● **Excerpted records**:

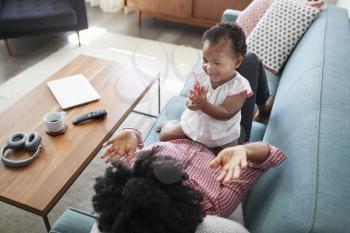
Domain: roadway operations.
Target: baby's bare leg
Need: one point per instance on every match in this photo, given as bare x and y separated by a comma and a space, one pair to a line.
171, 131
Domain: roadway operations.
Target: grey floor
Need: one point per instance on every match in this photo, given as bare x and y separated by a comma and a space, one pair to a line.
30, 50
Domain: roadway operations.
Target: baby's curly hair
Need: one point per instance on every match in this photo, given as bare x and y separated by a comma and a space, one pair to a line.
231, 31
135, 200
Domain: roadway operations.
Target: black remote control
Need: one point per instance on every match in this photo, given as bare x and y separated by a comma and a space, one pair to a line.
90, 116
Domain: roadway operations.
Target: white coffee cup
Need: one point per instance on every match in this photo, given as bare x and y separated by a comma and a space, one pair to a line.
54, 121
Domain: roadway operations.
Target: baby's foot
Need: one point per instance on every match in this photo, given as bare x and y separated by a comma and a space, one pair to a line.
161, 125
263, 112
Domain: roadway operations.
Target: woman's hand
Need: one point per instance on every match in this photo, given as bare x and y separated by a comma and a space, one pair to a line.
124, 144
232, 160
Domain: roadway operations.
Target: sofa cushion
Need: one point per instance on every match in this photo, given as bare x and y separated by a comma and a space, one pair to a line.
310, 191
172, 111
29, 15
257, 132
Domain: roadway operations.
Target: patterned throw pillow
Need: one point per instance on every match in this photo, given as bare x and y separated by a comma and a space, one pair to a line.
278, 32
251, 15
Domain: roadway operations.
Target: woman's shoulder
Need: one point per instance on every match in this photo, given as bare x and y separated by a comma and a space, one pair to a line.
236, 86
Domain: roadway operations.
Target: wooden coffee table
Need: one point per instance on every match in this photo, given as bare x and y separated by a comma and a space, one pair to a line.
38, 187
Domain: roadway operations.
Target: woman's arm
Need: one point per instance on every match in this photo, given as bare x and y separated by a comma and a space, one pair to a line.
124, 144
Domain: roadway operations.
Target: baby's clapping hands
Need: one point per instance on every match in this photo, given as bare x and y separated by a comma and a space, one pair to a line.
197, 97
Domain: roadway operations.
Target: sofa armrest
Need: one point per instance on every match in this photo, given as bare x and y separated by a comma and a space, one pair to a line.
74, 221
80, 8
230, 15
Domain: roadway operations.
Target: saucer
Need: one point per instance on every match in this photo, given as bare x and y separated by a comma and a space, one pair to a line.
58, 132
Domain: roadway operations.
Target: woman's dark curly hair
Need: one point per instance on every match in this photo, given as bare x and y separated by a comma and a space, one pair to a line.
136, 201
230, 31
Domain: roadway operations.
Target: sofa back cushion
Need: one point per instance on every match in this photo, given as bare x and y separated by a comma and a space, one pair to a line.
309, 121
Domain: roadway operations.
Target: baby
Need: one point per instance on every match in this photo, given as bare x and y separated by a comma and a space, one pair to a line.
213, 113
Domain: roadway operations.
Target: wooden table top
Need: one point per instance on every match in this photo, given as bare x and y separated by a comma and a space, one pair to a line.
38, 186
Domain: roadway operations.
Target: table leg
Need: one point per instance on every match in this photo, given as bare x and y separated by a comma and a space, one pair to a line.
151, 115
47, 223
158, 96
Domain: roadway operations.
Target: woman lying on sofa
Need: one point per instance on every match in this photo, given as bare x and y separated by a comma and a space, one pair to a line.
171, 186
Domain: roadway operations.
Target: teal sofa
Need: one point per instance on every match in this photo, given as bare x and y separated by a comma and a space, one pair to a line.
310, 192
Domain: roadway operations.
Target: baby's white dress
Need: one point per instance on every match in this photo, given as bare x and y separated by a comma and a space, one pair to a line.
201, 127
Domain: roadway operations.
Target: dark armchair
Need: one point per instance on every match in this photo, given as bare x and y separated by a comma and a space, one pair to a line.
19, 18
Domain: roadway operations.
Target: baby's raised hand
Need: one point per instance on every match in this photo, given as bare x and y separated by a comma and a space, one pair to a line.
124, 144
198, 97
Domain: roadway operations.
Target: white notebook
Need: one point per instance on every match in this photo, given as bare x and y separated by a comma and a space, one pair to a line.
72, 91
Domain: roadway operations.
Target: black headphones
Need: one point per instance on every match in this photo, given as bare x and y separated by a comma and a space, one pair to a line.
17, 141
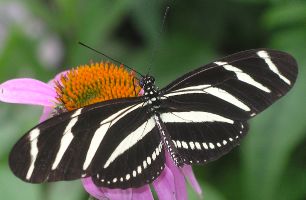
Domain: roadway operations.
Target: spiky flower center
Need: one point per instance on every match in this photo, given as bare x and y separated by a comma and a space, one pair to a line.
89, 84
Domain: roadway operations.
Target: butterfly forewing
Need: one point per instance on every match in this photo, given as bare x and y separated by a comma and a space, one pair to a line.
205, 111
250, 80
200, 117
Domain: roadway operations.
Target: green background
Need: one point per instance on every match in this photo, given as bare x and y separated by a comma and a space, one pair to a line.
38, 39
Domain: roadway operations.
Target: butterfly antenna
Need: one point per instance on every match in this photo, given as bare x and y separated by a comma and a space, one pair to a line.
103, 54
159, 38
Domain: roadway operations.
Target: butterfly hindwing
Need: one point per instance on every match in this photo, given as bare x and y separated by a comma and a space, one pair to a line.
120, 143
78, 143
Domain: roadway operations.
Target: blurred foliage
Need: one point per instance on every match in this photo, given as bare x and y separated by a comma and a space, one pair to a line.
38, 39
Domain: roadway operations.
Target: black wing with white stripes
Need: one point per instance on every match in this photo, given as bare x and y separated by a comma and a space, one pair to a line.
205, 111
120, 143
111, 141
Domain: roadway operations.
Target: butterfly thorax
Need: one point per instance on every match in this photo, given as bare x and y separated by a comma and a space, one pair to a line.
151, 92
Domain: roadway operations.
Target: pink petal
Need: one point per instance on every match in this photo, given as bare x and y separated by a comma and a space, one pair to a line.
187, 170
27, 91
92, 189
118, 194
164, 185
46, 114
105, 193
142, 193
179, 179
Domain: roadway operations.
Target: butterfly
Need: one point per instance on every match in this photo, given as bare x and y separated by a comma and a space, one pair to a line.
121, 143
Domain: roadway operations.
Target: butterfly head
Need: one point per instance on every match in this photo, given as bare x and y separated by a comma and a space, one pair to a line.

● **Task requirements**:
Give the listing again word for word, but drop every picture.

● **Result**:
Domain: roadway operations.
Target: baby's bare leg
Need: one point per instance on every match in this photo, given as bare x and y separated by a comma and a space, one pair to a line.
171, 131
Domain: roadway operations.
Target: grey floor
Need: one point per instance on every match in this photo, given as bare x and y separated by a comma and a space, one pair to a line.
30, 50
Domain: roadway operations.
Target: baby's curly hair
Need: one point per instance on every match in this photo, given as bare x and y separated by a comma and a space, one pair to a line.
231, 31
135, 200
Domain: roadway operations.
Target: black remote control
Need: one point per instance on every match in this photo, given as bare x and y separated by a comma and a space, one pair to a line.
90, 116
Domain: roadway operations.
Target: white coffee cup
Need: one point per instance on every match in this photo, given as bare x and y separated by a comma and a space, one pair to a line.
54, 121
Domain: roadway operations.
Target: baby's foot
Need: one point per instance on every match in this photo, given as bare x and y separated by a comma and a space, one pair to a line.
161, 125
263, 112
Domain: roadway operations.
Target: woman's hand
Need: one point per instance on every match in this photo, given as bare x and y separated by a comma and a space, one pair to a line.
124, 144
232, 160
Domain: roadway operations.
Target: sofa cushion
Need: one point per instance on every match in this photo, given as bare x and y separated by a comma and a space, one pair to a line.
310, 191
172, 111
29, 15
257, 132
Domain: roadway operations.
Target: patterned throw pillow
Need: one point per instance on every match in this photo, given as bare x and y separated by a comma and a space, one pair to a line.
278, 32
251, 15
Domain: roadway operations.
Target: woman's shoulder
Need: one point per instance on every match in this photo, given as bare x and y separated by a comma and a space, one pair to a line.
236, 86
Domain: roadway operations.
Target: wooden coffee table
Need: one point per instance on every match in this photo, given as bare x and y separated by a comma and a space, one pair to a line.
38, 187
Domain: roadway operations.
Target: woman's arm
Need: one point per instance on every match in this photo, given as bare x and y separated by a comma and a space, one pair to a line.
124, 144
Domain: roadway operations.
Target: baby's clapping hands
Need: one point per instance on every match in this photo, given as bare x and y separated by a comma and a space, one pair to a line.
197, 97
Domain: roadway operations.
Target: sofa armrest
Need: one point per instance on every match in this photo, given as bare x and y separated by a comma and a space, one pair to a line.
74, 221
80, 8
230, 15
Domain: roadway operations.
Target: saucer
Need: one point per instance on every match in this photo, given as bare x and y separated by a comma and a space, one pair to a line.
58, 132
Domain: roadway operations.
Target: woman's dark curly hair
Need: one point per instance on every match in this photo, given as bare x and y separated by a comma and a space, one pair to a line.
136, 201
230, 31
Domain: roadway operations.
Target: sofa back cushion
Need: one point per instance on every match in this photo, given as bare x and y separated by a comma and a space, one pair to a line.
309, 121
Domain: roadway operations.
Target: baby
Need: one point per instance on every match in this photo, given as bare x and y separated by a comma and a space, one pair to a line.
213, 113
Domain: roadway operations.
Target: wooden table top
Need: one point per instance on every match in this photo, given as bare x and y separated by a comma and a space, one pair to a line.
38, 186
Domain: roadway operations.
Target: table leg
Need: one point per instance on every match in this photo, given as bare x and y separated by a comma and a space, one pair to a line.
151, 115
47, 223
158, 96
Domain: roadway operations.
Target: woman lying on sofa
Need: one point per instance on every match in this photo, given as bare x and y separated by a comma and a space, one pair to a line.
171, 186
Domain: roadway operations.
Target: teal sofa
Need: one point per instance on every match in this photo, given as bare x and y separated by a comma and a space, one pair to a line.
310, 192
Domain: roadway operations.
Target: baby's white dress
Need: one point per instance on every match in this photo, given as bare x and y separated by a comma and a space, one pair to a line.
201, 127
Domain: roadway operations.
Target: dark armchair
Need: one point per instance on every match in this photo, given as bare x and y separated by a comma and a space, one pair to a line.
19, 18
Domain: roadway operations.
Target: baby's raised hand
Need: one point per instance on every match in this photo, given as bare x and y separated by a comma and a space, one pair to a line.
124, 144
198, 97
Domain: roadway operations.
Target: white notebook
Need: one point per instance on every match in this photo, given as bare x and y separated by a comma and a space, one pair to a line.
72, 91
Domain: roadway operations.
Target: black headphones
Need: one point per instance on every match in this photo, given as bare x and y separated by a comma and a space, one pair to a line.
17, 141
Domain: roadway operations.
Target: spiky flower center
Need: one point per instance on every match in this photo, given as bare x and y separated by a comma and a space, one pair to a line.
89, 84
Domain: roadway operations.
Target: butterfly forewing
Need: one point per instance on every match in this photo, given as bare x and y separated by a comma and a space, one pair to a line.
205, 111
250, 80
200, 117
Domain: roadway operations.
Target: green background
Need: one point per instance on every match in this photo, given as bare x and y separated by a comma and a space, one pair to a line.
38, 39
Domain: roadway operations.
Target: butterfly antenna
Need: one point per instance on every match in this photo, given as bare x and y separated by a comma and a space, one pair to a line.
103, 54
159, 38
Domain: roadway operations.
Target: butterfly hindwing
Need: one point per instance on every match in this photo, given as bare x and y separated by a comma and a space, one pair to a line.
120, 143
78, 143
Domain: roadway operations.
Target: blurred foliage
Need: one point per instance on every match in this photo, given as bare x and y separated by a comma and a space, one pair to a line.
38, 39
Domain: roadway operations.
Target: black wing with white stripes
Need: one point per instance on every match in this photo, given as bare x and y separated by a comma and a space, one pair to a line.
205, 111
120, 143
111, 141
Domain: roadway operations.
Target: butterfly thorax
Need: one point per instance on every match in this photo, given as bare x and y separated by a comma and a space, one pair to a line.
151, 92
Domain: roadway operations.
Target: pink petal
Need: one point per instance on every match in this photo, given as bare x and y separated by a comma and a space, one pair to a line.
187, 170
27, 91
92, 189
118, 194
164, 185
46, 114
105, 193
142, 193
179, 179
Domain: roadway operations.
Target: butterfly
Need: one point per instance on every match in this photo, given as bare x and y separated by a comma and a space, one pair to a line.
121, 143
Domain: roadway operations.
Target: butterfly head
Need: one point per instance on every match in this photo, given as bare x and y separated by a comma and a space, one pair to a line.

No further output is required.